▶ WHAT IS NEEDED
How many of the lines below contain the word "hose"? Reply with the number alone.

GIVEN DATA start

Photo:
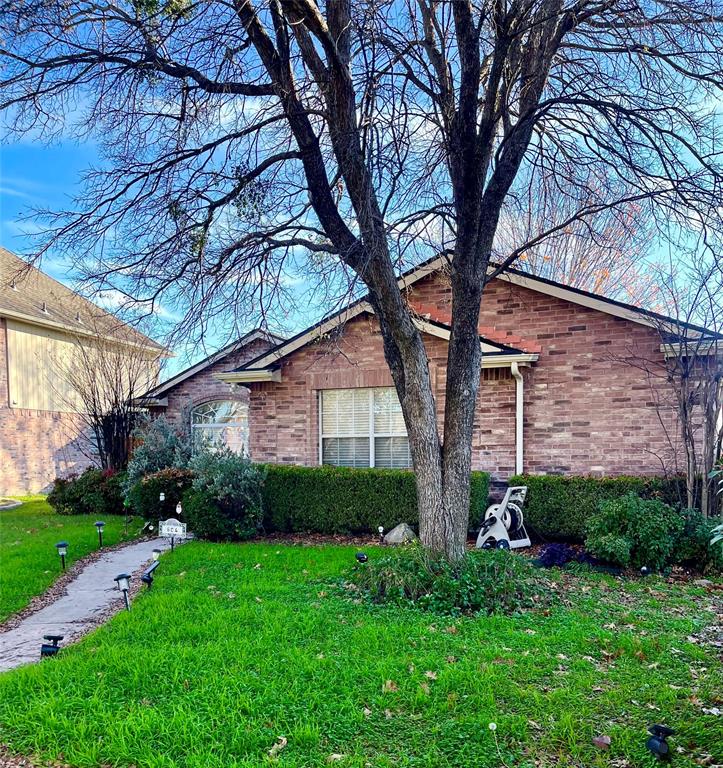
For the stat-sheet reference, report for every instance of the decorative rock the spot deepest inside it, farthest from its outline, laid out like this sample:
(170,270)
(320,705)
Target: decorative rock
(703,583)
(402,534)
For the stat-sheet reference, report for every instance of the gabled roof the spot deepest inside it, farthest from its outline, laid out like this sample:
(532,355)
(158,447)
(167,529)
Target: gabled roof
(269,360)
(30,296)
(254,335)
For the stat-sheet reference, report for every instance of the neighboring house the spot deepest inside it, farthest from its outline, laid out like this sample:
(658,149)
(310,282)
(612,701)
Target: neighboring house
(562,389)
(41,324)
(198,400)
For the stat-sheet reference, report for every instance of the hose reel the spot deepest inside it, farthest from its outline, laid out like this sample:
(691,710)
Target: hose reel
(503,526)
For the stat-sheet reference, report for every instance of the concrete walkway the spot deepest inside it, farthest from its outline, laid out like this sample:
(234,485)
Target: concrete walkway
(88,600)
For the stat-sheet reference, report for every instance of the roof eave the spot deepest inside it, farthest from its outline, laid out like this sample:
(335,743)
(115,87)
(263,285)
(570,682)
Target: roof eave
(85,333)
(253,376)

GIVEN DATA end
GIVEN DATA start

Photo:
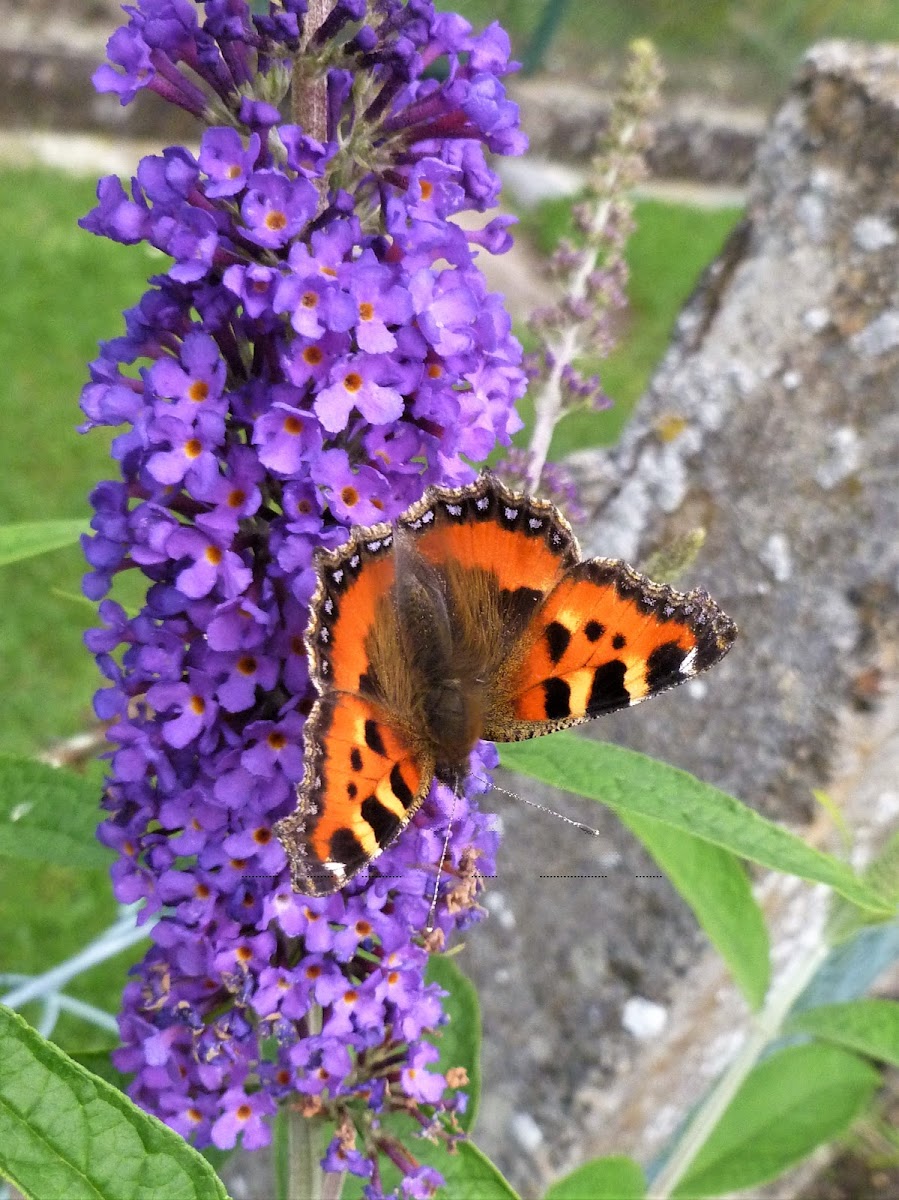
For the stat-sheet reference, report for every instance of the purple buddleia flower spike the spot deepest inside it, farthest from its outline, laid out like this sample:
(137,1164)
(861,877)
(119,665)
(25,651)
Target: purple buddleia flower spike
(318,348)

GIVEN DATA end

▶ COMPLETED TASK
2